**What to produce**
Identify every line of the items that contains the string "coordinates", and copy each such line; case counts.

**Material provided**

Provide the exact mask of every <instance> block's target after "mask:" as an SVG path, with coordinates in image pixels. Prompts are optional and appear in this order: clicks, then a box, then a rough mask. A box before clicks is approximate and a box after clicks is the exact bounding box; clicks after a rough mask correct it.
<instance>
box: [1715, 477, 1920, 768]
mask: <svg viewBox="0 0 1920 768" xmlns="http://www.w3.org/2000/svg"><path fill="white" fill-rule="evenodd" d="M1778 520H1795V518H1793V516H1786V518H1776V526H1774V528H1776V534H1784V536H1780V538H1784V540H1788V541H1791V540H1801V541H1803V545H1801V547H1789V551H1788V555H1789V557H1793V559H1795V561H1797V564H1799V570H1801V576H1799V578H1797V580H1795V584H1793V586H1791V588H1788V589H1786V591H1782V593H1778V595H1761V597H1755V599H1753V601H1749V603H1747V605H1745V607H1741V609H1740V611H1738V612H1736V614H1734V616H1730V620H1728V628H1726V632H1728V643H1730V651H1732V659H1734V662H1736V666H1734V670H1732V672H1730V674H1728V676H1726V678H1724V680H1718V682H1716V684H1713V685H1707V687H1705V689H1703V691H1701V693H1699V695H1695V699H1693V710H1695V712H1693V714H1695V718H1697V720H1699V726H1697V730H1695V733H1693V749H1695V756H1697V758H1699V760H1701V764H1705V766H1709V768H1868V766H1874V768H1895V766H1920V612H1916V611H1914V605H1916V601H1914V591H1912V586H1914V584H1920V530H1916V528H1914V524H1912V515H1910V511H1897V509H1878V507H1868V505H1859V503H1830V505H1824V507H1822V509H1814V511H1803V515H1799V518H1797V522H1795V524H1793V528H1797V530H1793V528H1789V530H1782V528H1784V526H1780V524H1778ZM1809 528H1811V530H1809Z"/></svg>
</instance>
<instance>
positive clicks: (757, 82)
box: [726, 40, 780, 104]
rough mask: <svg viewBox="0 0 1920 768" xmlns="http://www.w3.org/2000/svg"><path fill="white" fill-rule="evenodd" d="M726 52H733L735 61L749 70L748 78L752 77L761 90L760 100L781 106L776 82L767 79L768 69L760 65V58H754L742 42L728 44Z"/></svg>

**Written response**
Provide the exact mask of every <instance> block's target after "mask:" as an SVG path, with coordinates in image pixels. Prompts are optional and appear in this order: clicks, then a box, then a rough mask. A box before clicks is approximate and a box after clicks is the exact bounding box; clicks after a rough mask correct it.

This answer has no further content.